▸ **To do**: In the material below, how many lines contain the word "rear"? The reply must be that number alone.

▸ **Supplied entries**:
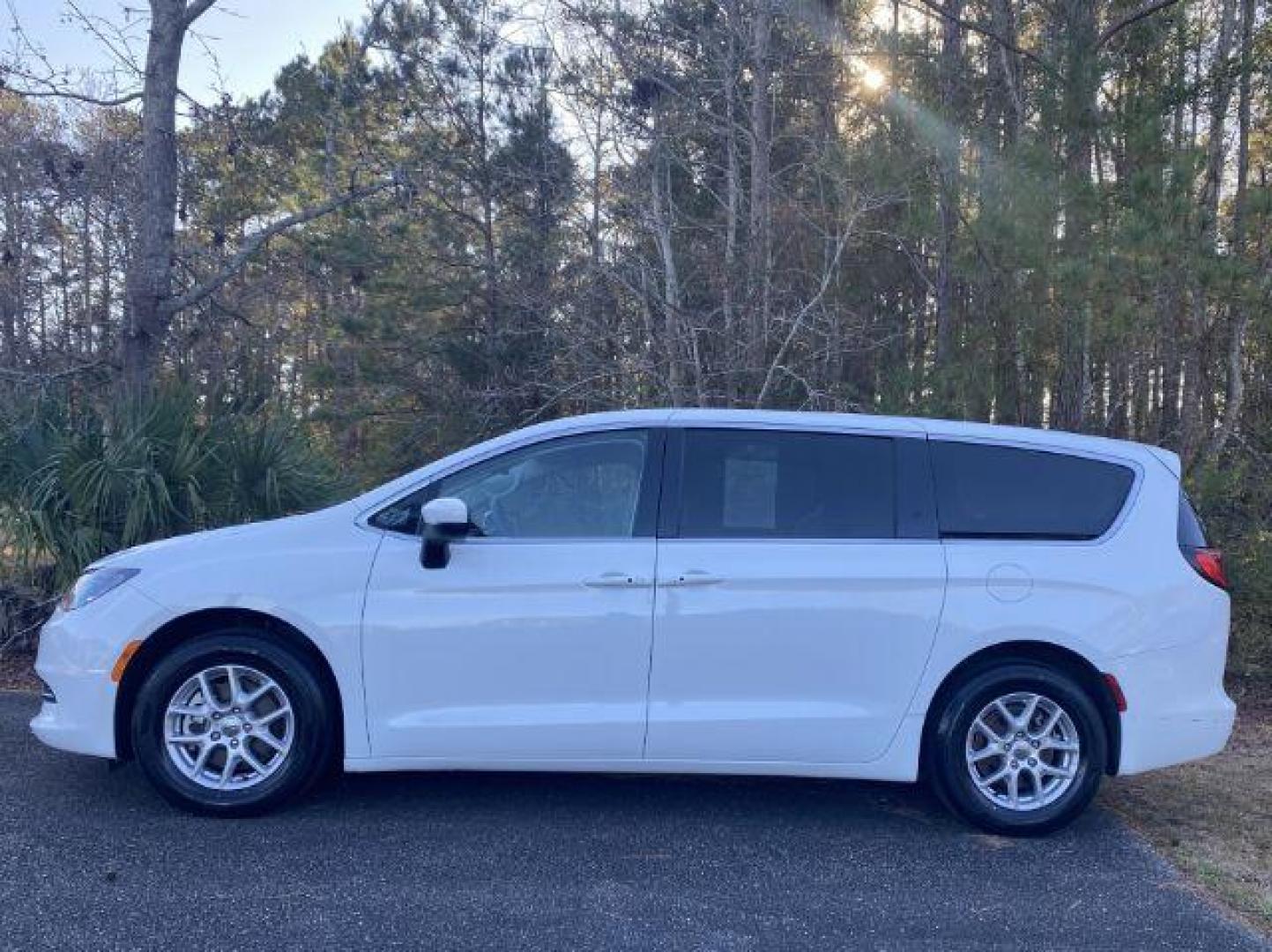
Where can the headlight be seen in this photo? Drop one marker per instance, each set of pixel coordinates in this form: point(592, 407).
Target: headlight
point(93, 584)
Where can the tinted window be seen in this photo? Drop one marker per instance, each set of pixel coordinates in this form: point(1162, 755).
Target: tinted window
point(1192, 532)
point(985, 492)
point(786, 485)
point(577, 487)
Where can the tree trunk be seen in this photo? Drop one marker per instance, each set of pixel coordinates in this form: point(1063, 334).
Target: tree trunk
point(1077, 116)
point(149, 275)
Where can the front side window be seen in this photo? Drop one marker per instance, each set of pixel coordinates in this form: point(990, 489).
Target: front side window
point(987, 492)
point(571, 487)
point(772, 484)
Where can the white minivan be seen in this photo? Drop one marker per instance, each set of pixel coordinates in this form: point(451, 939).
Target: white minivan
point(1010, 613)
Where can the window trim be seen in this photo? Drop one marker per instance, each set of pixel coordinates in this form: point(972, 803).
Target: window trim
point(646, 503)
point(1128, 504)
point(673, 482)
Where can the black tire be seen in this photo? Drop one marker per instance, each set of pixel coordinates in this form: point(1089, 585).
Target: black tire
point(947, 747)
point(307, 759)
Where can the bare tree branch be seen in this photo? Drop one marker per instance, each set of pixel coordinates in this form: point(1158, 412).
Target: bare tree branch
point(195, 9)
point(253, 243)
point(1131, 17)
point(939, 9)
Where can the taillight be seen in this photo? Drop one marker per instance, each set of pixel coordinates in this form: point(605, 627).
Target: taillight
point(1209, 564)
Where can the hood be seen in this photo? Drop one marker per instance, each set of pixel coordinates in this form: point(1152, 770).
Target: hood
point(209, 539)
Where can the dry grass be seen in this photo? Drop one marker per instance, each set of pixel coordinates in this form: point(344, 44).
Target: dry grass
point(16, 673)
point(1214, 819)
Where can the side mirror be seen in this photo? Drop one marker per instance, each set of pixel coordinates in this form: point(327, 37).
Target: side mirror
point(444, 521)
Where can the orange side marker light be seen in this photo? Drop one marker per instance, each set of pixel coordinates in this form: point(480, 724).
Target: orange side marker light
point(123, 662)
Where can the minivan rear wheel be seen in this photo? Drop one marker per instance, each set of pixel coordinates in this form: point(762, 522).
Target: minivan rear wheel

▸ **Solved problem**: 2